What you are asked to do
Copy out all of the material below without changing a single character.

Listed entries
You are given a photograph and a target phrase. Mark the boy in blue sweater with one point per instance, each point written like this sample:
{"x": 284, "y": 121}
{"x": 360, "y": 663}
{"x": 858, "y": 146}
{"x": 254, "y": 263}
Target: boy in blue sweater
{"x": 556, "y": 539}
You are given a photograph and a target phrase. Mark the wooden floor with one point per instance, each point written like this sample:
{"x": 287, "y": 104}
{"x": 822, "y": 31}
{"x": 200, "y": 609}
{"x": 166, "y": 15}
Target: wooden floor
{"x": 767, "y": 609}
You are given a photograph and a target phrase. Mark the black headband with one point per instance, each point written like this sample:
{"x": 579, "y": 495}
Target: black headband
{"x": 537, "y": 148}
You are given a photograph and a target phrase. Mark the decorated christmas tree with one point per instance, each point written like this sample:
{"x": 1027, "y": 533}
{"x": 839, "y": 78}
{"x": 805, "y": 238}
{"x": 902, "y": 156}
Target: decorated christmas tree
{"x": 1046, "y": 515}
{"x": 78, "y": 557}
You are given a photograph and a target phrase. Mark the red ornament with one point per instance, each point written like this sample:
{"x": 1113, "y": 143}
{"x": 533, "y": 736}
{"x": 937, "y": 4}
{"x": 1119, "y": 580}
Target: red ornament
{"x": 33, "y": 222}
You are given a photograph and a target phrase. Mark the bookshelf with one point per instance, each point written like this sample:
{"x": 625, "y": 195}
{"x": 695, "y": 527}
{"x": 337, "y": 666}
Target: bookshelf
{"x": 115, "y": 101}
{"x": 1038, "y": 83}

Result
You are given a photograph and a target phrase. Mark the boy in blue sweater with one point per instance, each point written like this sample:
{"x": 284, "y": 121}
{"x": 360, "y": 663}
{"x": 858, "y": 146}
{"x": 254, "y": 263}
Target: boy in blue sweater
{"x": 556, "y": 539}
You are given a photograph and a target phrase. Mark the wooden floor with one point per instance, each point written like this sample:
{"x": 287, "y": 104}
{"x": 822, "y": 31}
{"x": 200, "y": 609}
{"x": 166, "y": 15}
Target: wooden floor
{"x": 767, "y": 609}
You are given a photograph and a target phrase. Mark the black headband with one point per instance, each point written like this sample:
{"x": 579, "y": 495}
Target: black headband
{"x": 537, "y": 148}
You are given a photograph and a target phrase. Mark the decorated christmas tree with one point per instance, each point written like this sample:
{"x": 1027, "y": 533}
{"x": 839, "y": 78}
{"x": 805, "y": 238}
{"x": 902, "y": 156}
Target: decorated christmas tree
{"x": 1046, "y": 515}
{"x": 78, "y": 557}
You are given a photograph and a target phrase. Mark the red ornament with one point per instance, each point written like this sample:
{"x": 1113, "y": 143}
{"x": 533, "y": 736}
{"x": 937, "y": 4}
{"x": 1119, "y": 580}
Target: red ornament
{"x": 33, "y": 222}
You are given a photograph and a target phrase. Mark the bookshelf with one point per instance, each point written like this sample:
{"x": 625, "y": 195}
{"x": 695, "y": 527}
{"x": 337, "y": 666}
Target: bookshelf
{"x": 115, "y": 101}
{"x": 1038, "y": 83}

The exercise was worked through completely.